From the line with "<point>177,543</point>" through the line with "<point>123,289</point>", repeat the entries verbatim, both end lines included, and add nothing.

-------

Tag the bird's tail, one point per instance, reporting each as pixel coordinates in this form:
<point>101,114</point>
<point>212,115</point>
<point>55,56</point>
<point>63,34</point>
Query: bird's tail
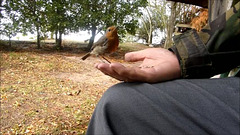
<point>86,56</point>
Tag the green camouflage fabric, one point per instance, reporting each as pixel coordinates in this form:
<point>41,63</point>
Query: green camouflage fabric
<point>214,50</point>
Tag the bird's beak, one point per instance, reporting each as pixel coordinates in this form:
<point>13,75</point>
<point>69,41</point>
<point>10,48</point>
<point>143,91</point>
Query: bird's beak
<point>116,28</point>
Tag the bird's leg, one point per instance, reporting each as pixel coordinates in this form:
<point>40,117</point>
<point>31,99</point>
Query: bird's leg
<point>106,59</point>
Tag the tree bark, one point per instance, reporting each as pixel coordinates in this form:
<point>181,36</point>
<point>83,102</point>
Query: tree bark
<point>170,25</point>
<point>218,7</point>
<point>91,41</point>
<point>38,38</point>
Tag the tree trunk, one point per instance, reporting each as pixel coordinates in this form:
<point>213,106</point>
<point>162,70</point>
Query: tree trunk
<point>91,41</point>
<point>218,7</point>
<point>9,42</point>
<point>38,38</point>
<point>59,41</point>
<point>170,25</point>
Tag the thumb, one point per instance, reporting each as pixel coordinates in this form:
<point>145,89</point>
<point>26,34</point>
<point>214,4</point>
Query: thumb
<point>134,56</point>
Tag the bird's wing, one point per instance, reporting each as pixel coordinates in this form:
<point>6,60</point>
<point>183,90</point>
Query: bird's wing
<point>101,42</point>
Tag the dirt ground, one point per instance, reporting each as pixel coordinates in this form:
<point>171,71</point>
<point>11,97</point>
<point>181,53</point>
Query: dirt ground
<point>51,92</point>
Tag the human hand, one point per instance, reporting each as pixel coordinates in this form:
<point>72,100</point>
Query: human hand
<point>158,65</point>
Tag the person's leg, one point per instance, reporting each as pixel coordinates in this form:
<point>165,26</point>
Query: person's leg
<point>196,106</point>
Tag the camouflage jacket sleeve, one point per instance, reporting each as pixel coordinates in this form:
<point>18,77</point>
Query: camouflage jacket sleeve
<point>214,50</point>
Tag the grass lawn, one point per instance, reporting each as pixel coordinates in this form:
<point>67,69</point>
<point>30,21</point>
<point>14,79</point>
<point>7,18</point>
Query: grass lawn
<point>51,92</point>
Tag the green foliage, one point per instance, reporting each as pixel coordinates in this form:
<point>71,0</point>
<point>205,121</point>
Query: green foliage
<point>64,16</point>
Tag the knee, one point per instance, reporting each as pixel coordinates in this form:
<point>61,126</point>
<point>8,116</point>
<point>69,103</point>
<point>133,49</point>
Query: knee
<point>116,97</point>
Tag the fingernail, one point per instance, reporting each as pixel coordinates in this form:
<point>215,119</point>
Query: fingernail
<point>96,65</point>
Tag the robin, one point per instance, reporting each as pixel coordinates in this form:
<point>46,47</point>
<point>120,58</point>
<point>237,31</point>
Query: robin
<point>107,44</point>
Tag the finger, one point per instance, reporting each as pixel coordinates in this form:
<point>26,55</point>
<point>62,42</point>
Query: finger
<point>107,70</point>
<point>134,56</point>
<point>131,74</point>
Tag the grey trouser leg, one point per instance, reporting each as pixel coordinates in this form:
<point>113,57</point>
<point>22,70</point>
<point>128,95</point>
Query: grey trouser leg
<point>179,107</point>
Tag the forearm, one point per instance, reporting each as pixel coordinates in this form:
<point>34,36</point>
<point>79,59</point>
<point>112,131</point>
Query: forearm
<point>212,51</point>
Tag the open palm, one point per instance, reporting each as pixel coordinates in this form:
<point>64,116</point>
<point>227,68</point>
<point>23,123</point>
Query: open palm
<point>157,65</point>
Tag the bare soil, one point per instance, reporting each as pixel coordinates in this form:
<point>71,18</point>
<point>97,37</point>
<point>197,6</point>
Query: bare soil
<point>44,91</point>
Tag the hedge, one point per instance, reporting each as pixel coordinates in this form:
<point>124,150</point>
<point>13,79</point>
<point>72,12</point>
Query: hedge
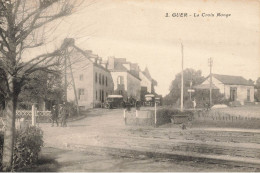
<point>164,115</point>
<point>27,147</point>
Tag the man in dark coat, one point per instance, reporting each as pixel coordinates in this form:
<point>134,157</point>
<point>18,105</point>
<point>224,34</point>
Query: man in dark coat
<point>54,115</point>
<point>64,115</point>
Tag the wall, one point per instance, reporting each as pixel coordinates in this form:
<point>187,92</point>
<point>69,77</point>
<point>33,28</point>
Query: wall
<point>120,88</point>
<point>225,89</point>
<point>107,89</point>
<point>86,83</point>
<point>145,82</point>
<point>217,83</point>
<point>133,87</point>
<point>241,92</point>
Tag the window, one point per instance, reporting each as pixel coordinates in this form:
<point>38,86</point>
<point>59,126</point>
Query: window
<point>81,93</point>
<point>233,93</point>
<point>81,77</point>
<point>102,98</point>
<point>248,95</point>
<point>120,80</point>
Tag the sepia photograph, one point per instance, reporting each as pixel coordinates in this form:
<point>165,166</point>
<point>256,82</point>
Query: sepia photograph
<point>129,86</point>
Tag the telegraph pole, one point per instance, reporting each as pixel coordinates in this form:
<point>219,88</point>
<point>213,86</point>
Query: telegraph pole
<point>182,78</point>
<point>65,75</point>
<point>74,86</point>
<point>210,61</point>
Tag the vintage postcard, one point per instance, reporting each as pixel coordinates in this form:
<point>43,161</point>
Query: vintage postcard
<point>130,85</point>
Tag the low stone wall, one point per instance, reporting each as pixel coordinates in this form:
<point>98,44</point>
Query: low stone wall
<point>140,118</point>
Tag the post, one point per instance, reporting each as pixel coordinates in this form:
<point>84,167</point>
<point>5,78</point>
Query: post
<point>182,78</point>
<point>34,115</point>
<point>74,87</point>
<point>124,116</point>
<point>210,85</point>
<point>155,115</point>
<point>65,76</point>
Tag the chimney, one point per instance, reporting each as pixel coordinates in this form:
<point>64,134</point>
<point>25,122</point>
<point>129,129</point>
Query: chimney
<point>111,63</point>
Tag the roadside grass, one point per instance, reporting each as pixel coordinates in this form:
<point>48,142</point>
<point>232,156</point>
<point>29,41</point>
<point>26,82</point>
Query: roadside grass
<point>246,124</point>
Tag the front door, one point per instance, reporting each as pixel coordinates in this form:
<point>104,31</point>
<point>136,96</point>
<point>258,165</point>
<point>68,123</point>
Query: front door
<point>233,93</point>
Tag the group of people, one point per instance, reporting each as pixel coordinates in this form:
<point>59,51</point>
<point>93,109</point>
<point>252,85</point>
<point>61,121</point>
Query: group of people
<point>60,111</point>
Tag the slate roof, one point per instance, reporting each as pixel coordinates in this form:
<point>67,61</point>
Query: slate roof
<point>232,80</point>
<point>205,86</point>
<point>119,67</point>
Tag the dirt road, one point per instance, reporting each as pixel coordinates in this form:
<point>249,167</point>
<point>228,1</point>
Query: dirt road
<point>102,138</point>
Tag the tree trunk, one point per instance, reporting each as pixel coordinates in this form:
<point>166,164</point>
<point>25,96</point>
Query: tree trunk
<point>9,136</point>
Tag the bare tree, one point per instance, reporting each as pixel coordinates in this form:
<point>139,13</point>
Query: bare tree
<point>20,23</point>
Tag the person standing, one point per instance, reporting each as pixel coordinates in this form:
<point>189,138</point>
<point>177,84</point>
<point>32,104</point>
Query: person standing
<point>64,115</point>
<point>54,115</point>
<point>194,104</point>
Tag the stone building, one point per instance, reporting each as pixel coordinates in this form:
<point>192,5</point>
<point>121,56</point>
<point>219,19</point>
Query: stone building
<point>234,88</point>
<point>93,81</point>
<point>125,76</point>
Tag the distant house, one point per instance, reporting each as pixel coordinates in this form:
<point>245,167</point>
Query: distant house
<point>93,80</point>
<point>147,83</point>
<point>234,88</point>
<point>126,78</point>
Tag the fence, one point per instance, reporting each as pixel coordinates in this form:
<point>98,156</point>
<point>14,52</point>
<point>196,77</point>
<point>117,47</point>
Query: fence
<point>34,116</point>
<point>217,115</point>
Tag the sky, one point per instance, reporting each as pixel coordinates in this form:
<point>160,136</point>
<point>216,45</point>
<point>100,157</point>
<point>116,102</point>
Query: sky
<point>140,32</point>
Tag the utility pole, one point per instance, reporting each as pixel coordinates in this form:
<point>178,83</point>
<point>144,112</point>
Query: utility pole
<point>182,78</point>
<point>210,61</point>
<point>74,87</point>
<point>65,75</point>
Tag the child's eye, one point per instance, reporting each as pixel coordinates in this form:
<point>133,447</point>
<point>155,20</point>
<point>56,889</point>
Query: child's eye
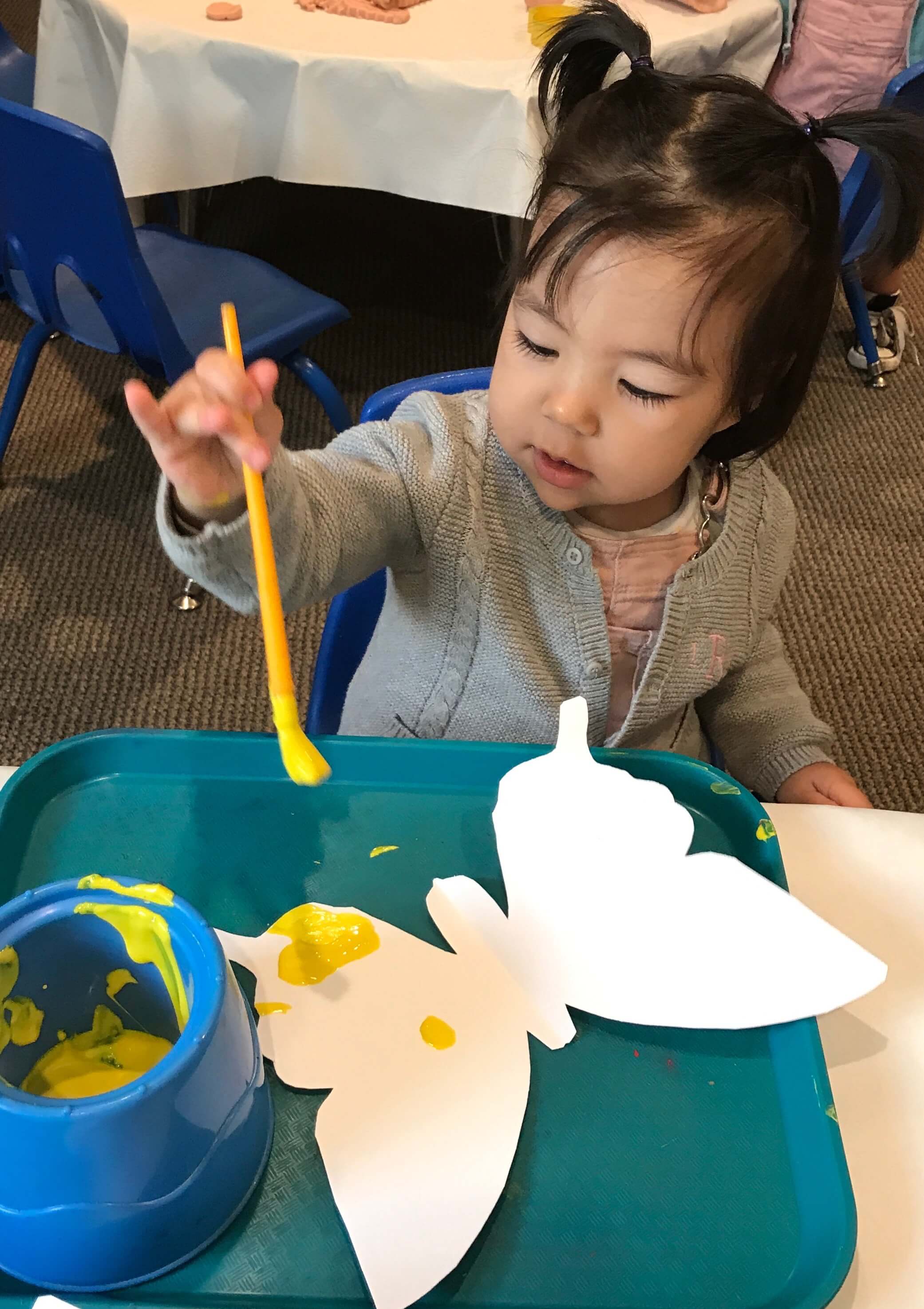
<point>532,349</point>
<point>646,397</point>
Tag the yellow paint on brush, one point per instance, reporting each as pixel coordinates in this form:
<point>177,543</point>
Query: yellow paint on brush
<point>25,1020</point>
<point>117,980</point>
<point>95,1062</point>
<point>147,942</point>
<point>438,1033</point>
<point>322,942</point>
<point>150,892</point>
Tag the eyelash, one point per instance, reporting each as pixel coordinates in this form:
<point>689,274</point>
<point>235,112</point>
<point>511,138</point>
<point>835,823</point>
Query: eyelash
<point>646,397</point>
<point>530,347</point>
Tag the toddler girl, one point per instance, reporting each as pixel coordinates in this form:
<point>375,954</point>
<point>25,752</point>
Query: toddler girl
<point>599,523</point>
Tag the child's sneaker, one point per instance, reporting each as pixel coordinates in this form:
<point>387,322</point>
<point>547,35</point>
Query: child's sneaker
<point>892,330</point>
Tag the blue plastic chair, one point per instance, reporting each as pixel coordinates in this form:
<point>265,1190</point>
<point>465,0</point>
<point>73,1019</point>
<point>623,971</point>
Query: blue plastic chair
<point>860,199</point>
<point>71,260</point>
<point>17,71</point>
<point>352,615</point>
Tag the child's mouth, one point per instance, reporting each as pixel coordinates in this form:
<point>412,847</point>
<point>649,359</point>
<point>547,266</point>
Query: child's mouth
<point>559,473</point>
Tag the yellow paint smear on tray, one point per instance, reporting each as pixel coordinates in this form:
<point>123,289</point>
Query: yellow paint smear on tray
<point>95,1062</point>
<point>150,892</point>
<point>117,980</point>
<point>147,942</point>
<point>438,1033</point>
<point>321,943</point>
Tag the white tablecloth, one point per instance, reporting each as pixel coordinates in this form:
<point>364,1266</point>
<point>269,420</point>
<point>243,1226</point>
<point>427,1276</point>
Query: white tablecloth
<point>436,109</point>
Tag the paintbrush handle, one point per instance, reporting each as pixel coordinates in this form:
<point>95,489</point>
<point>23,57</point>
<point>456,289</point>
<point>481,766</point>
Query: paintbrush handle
<point>279,666</point>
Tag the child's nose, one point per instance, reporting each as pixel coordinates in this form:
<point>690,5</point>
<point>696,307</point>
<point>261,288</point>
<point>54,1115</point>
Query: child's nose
<point>575,410</point>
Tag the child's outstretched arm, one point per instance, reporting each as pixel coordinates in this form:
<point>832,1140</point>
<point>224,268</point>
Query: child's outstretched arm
<point>337,515</point>
<point>761,719</point>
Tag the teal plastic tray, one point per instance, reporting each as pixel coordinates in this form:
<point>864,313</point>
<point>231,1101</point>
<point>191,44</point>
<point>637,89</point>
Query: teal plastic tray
<point>657,1168</point>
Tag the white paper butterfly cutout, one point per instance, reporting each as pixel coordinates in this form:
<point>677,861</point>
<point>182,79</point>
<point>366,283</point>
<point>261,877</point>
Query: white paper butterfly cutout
<point>606,913</point>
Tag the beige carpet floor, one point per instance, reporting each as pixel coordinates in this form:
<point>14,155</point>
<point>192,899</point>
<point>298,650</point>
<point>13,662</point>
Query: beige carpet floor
<point>88,638</point>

-------

Written reply -
<point>177,543</point>
Query: yellow paint on brush
<point>25,1020</point>
<point>117,980</point>
<point>95,1062</point>
<point>147,942</point>
<point>438,1033</point>
<point>322,942</point>
<point>150,892</point>
Tag the eyelash, one point per instance, reporting each as pixel coordinates in this form:
<point>689,274</point>
<point>235,112</point>
<point>511,138</point>
<point>835,823</point>
Query: eyelash
<point>646,397</point>
<point>530,347</point>
Tag the toddler girl, one point per instance, reporting each as pixel coordinates in this form:
<point>375,954</point>
<point>25,752</point>
Query: toddler girl
<point>599,523</point>
Tag the child's sneaker, one point per instance, reporting each as pixel coordinates in this form:
<point>387,322</point>
<point>547,35</point>
Query: child's sneaker
<point>892,330</point>
Tag the blue plastic chair, one point per instance, reporting each as pixel coordinates in this form:
<point>265,1190</point>
<point>465,0</point>
<point>73,1019</point>
<point>623,971</point>
Query: blue plastic chair
<point>860,199</point>
<point>71,260</point>
<point>17,71</point>
<point>352,615</point>
Tag the child's mouth, one point per instance, reporting each as pixel coordinates in this form:
<point>412,847</point>
<point>649,359</point>
<point>547,266</point>
Query: child's mouth
<point>559,473</point>
Tag the yellow paint smear on tray, one point per instance, reporting each as pixel coordinates in this form:
<point>123,289</point>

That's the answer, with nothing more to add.